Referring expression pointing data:
········
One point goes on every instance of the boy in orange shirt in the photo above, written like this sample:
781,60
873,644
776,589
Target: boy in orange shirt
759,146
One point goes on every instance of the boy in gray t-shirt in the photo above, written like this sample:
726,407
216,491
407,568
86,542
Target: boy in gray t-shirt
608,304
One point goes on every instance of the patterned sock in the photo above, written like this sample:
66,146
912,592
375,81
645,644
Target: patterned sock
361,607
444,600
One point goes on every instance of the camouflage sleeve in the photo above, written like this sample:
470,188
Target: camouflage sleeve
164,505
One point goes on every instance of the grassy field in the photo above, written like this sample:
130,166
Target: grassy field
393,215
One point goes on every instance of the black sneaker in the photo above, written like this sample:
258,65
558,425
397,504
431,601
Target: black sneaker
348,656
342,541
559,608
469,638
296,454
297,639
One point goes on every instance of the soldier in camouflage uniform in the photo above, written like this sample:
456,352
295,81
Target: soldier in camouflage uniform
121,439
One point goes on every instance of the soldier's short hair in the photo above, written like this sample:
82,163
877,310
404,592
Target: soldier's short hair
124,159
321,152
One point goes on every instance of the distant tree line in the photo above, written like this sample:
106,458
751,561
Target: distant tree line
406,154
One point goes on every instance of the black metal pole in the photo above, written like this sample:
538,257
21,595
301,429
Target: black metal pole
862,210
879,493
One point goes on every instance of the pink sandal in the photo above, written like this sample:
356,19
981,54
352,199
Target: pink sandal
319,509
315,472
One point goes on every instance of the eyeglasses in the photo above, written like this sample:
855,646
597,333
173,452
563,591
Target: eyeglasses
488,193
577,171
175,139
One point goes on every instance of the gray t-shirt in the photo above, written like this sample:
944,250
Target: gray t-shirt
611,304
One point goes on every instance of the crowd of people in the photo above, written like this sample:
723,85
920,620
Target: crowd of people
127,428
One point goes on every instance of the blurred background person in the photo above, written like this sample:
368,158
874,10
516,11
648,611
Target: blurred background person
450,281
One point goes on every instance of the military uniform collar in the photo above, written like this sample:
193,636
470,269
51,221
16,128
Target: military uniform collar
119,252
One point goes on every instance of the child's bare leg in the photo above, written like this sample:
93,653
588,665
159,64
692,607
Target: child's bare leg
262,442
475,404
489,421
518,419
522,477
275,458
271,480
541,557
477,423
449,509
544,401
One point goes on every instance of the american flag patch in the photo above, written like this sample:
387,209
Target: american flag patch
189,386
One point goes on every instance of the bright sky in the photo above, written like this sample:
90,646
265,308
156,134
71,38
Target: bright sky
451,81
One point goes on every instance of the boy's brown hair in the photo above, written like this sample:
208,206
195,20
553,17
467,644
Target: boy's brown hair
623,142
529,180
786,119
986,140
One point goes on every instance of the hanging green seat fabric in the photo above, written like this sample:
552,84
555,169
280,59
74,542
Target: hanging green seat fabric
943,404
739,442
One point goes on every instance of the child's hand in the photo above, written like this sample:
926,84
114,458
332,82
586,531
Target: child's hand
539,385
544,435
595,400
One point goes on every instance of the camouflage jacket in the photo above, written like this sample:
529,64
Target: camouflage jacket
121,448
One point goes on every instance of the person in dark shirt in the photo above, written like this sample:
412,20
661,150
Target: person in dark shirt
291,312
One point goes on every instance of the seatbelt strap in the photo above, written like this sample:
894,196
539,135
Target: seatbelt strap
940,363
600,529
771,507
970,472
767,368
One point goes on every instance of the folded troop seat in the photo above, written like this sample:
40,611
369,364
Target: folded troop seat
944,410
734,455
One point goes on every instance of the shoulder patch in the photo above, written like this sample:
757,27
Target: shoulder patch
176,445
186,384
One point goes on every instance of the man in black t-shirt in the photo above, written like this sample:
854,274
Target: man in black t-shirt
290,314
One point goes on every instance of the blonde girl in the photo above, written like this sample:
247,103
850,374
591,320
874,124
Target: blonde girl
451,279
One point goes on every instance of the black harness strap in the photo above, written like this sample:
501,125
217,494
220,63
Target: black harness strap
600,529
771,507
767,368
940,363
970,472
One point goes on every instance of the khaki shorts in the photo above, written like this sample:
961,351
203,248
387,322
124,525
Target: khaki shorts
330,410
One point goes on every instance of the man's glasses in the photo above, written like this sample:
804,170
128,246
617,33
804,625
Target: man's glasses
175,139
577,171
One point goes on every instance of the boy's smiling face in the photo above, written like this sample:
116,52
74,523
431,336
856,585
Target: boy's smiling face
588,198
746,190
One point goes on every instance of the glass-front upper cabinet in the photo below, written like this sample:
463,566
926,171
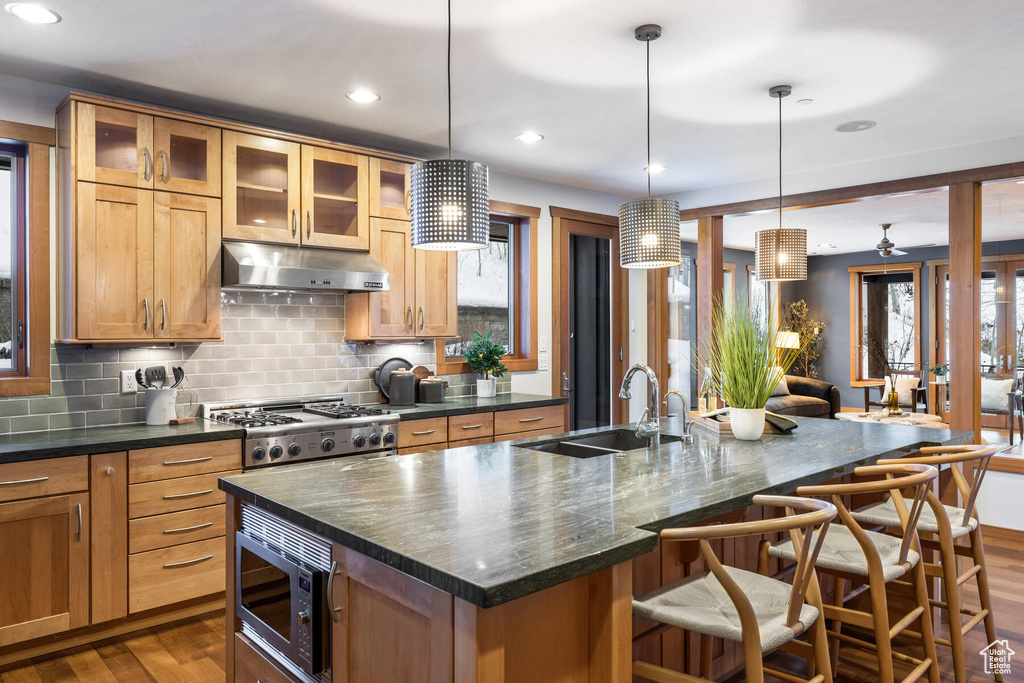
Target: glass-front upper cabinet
114,146
389,189
335,198
186,158
261,197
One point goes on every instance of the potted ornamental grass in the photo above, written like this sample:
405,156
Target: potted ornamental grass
747,364
483,356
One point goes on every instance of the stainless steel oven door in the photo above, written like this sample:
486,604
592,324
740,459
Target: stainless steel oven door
283,602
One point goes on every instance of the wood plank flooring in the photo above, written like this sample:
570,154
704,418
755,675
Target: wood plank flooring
193,650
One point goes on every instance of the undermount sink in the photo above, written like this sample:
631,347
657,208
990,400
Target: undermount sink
591,445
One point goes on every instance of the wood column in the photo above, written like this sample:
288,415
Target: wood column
710,281
965,308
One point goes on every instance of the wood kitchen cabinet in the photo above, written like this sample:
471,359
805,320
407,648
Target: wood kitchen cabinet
422,300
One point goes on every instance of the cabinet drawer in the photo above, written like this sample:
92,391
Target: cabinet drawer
175,528
180,461
251,666
528,419
422,432
164,577
43,477
471,426
157,498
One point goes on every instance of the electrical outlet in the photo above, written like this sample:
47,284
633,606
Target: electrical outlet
128,383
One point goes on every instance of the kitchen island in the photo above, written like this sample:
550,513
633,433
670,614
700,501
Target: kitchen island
503,562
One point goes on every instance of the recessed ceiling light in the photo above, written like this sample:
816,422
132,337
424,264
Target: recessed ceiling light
529,138
855,126
364,96
32,13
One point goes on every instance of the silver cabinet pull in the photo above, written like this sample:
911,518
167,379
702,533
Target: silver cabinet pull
11,483
187,528
187,562
335,616
187,462
171,497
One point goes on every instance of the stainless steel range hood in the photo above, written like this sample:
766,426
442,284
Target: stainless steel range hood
280,266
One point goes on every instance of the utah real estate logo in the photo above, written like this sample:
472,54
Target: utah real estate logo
996,657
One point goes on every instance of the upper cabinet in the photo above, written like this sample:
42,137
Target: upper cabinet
389,189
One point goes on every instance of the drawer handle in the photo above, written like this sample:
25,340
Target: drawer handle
186,462
171,497
11,483
187,562
187,528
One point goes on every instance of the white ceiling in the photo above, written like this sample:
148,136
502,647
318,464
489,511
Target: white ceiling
937,75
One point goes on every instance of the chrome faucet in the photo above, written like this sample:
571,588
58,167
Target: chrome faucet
644,428
687,423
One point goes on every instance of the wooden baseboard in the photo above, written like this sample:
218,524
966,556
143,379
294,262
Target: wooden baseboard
49,644
1010,539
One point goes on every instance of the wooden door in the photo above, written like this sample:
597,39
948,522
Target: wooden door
114,263
391,312
389,189
114,146
436,304
186,157
261,188
44,561
186,265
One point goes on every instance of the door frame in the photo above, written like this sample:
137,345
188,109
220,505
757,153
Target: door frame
563,223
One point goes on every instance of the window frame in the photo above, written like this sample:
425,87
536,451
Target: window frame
524,357
857,273
33,258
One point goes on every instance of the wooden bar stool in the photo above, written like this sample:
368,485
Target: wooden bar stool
857,555
949,523
759,611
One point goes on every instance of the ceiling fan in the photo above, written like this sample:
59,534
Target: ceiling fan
887,248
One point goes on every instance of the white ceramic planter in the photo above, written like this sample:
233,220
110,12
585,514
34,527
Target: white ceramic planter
486,388
748,424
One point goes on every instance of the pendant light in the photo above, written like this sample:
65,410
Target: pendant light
648,228
450,206
780,253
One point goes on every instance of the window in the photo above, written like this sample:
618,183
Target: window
886,319
25,287
497,292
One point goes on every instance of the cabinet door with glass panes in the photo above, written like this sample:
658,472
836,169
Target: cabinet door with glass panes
114,146
389,189
335,198
186,158
261,198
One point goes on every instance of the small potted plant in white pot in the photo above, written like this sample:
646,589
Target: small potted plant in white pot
484,357
747,364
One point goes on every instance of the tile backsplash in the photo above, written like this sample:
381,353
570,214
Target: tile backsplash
275,344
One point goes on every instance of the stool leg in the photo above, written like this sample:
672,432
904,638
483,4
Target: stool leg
978,552
927,636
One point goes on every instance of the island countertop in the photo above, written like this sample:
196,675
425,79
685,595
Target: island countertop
495,522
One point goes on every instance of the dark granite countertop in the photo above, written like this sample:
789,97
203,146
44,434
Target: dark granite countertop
495,522
469,404
85,440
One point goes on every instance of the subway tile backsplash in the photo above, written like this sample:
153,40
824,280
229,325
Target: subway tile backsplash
275,344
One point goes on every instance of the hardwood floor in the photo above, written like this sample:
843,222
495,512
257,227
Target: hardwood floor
193,651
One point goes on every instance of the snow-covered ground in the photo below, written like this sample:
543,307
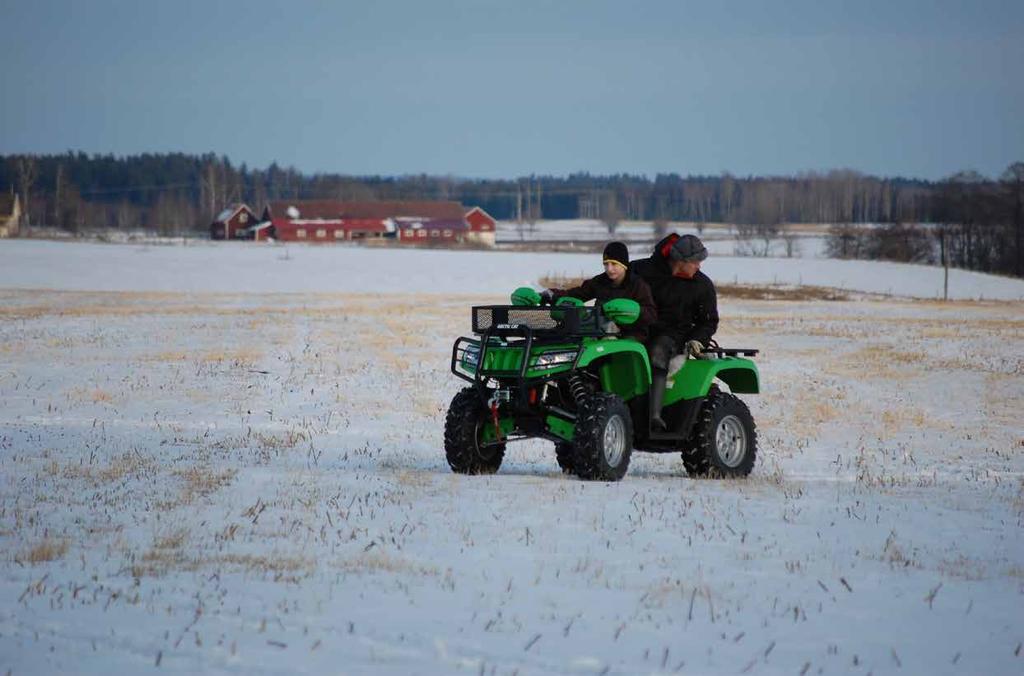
········
Out of the data above, return each line where the word "below" can be found.

One point goes on every instance of the glass-front upper cabinet in the photo below, written like this sample:
One point goes on every instance of the snow-covered ground in the photo below, written like this sample:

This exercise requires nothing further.